Texto de lectura:
****************************************

La tierra que somos
Manzanillo entre la danza y la furia
Juan José Prieto
Lárez
A tientas, el
sol busca la manera de sorprender por encima de los tunales, la pasividad de
los botes morando las frías aguas de Manzanillo. Para precipitarse sobre ellos
y desgarrar la última gota de humedad acunada en los surcos de la madera hecha
viaja por el tanto salitre que la agobia. Y comienza la algarabía de los
alcatraces, se extiende por la verde hondura haciendo salpicar las lisas
brillando como fantasmas aflorando de la nada, pero esa nada significa la vida
de hombres y mujeres que no se han ido nunca de allí por más colores y brillos
de otras costas.
Crecen entonces
las olas, y cuando la mañana se hace paisaje. El viento atraviesa los uveros
borrándole el rocío acurrucado en sus gruesas hojas. Es la sonrisa arrullando
la sorpresa súbita desatada por el nuevo día, cubriendo el respiro de la
madrugada hecha solemne como una criatura en el regazo de su madre.
El tiempo, ha
pasado desatando furia, distinguiéndose en el asfalto que reta la fingida
inocencia de la mar. Mirando de reojo la distancia que los separa. En efecto, y
como reza la voz del marinero: “la mar reclama lo que le han quitado”, la
respetan porque saben que cuando se agita es porque de sus entrañas vendrá el
látigo mordaz con una intensidad telúrica reclamando su espacio aniquilado. Así
aturde y sacude el arenal donde yacen las rancherías. Salta la espuma entre las
piedras, respiran los guamos intranquilos, sin cueva por que la bravura se les
vino encima.

****************************************

Reescribe el pasaje del texto sobre Manzanillo que comienza en "Crecen entonces" y acaba tras "de su madre.". Sustituye "uveros" por "almendros".

Bloque de datos:

****************************************

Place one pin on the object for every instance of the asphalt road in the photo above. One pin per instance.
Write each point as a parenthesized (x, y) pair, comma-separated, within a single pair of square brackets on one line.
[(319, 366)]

****************************************

Respuesta de la tarea:
Crecen entonces
las olas, y cuando la mañana se hace paisaje. El viento atraviesa los almendros
borrándole el rocío acurrucado en sus gruesas hojas. Es la sonrisa arrullando
la sorpresa súbita desatada por el nuevo día, cubriendo el respiro de la
madrugada hecha solemne como una criatura en el regazo de su madre.